◆ TASK STATEMENT
Copy out the lines of the listing below word for word, from the line with "the unopened bud?" up to and including the line with "(120, 159), (212, 240)". Include no other lines.

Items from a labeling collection

--------------------------------------------------

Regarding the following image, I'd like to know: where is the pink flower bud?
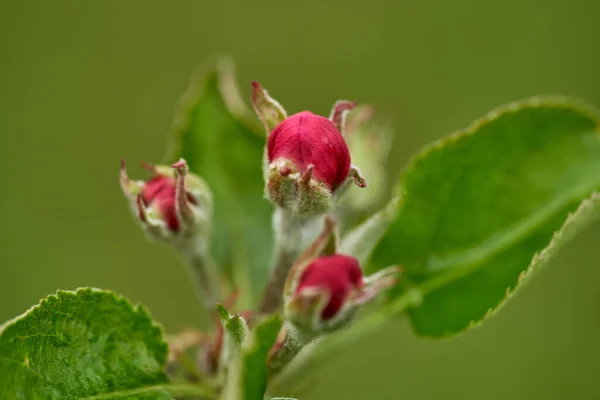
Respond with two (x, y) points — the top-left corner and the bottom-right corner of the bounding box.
(142, 175), (197, 232)
(295, 254), (363, 321)
(267, 111), (350, 191)
(121, 160), (211, 239)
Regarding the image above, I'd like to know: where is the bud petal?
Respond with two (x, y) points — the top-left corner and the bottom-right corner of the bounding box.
(284, 230), (398, 335)
(267, 111), (350, 190)
(120, 160), (212, 240)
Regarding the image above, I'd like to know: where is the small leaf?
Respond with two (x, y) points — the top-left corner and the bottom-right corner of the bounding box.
(217, 304), (248, 348)
(0, 288), (210, 399)
(373, 98), (600, 337)
(167, 57), (273, 296)
(223, 314), (282, 400)
(340, 198), (399, 265)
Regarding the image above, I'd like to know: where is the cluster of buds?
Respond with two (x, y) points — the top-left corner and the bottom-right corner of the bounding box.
(120, 159), (212, 242)
(252, 82), (367, 216)
(284, 218), (398, 334)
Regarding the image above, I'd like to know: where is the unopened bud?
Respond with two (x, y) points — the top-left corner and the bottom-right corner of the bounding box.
(285, 254), (397, 333)
(253, 82), (367, 216)
(120, 159), (212, 240)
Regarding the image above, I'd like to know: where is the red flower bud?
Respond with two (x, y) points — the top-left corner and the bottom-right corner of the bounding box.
(267, 111), (350, 191)
(295, 254), (363, 321)
(121, 156), (211, 238)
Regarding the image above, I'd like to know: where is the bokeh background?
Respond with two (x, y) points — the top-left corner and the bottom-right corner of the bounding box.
(0, 0), (600, 400)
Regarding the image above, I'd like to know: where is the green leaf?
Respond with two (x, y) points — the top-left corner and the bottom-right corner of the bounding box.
(224, 314), (282, 400)
(373, 97), (600, 337)
(0, 288), (214, 400)
(168, 58), (273, 295)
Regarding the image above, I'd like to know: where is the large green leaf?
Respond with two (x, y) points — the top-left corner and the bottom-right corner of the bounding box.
(168, 58), (273, 295)
(0, 288), (213, 400)
(372, 98), (600, 337)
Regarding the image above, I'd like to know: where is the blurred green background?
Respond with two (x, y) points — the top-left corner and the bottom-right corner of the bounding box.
(0, 0), (600, 400)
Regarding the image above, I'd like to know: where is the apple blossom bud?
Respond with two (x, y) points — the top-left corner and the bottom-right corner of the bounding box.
(285, 254), (397, 334)
(252, 82), (367, 217)
(121, 159), (212, 240)
(267, 111), (350, 190)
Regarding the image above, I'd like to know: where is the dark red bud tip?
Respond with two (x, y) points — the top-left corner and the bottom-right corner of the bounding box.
(171, 158), (189, 174)
(267, 111), (350, 190)
(135, 194), (148, 224)
(295, 254), (363, 320)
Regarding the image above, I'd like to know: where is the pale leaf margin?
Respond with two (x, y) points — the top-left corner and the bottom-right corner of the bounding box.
(0, 287), (214, 400)
(269, 192), (600, 393)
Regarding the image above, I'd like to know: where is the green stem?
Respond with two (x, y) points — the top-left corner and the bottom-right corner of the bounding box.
(269, 289), (417, 393)
(260, 208), (304, 313)
(81, 383), (215, 400)
(180, 236), (219, 315)
(267, 321), (317, 376)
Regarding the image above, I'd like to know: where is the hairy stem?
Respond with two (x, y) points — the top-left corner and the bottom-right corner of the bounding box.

--------------------------------------------------

◆ WRITTEN ANSWER
Regarding the image above, I'd like to know: where is the unopened bud?
Respond with two (x, y) points — the top-left corner and the bottom-right corner of the bounding box.
(285, 254), (397, 333)
(253, 82), (367, 216)
(120, 159), (212, 240)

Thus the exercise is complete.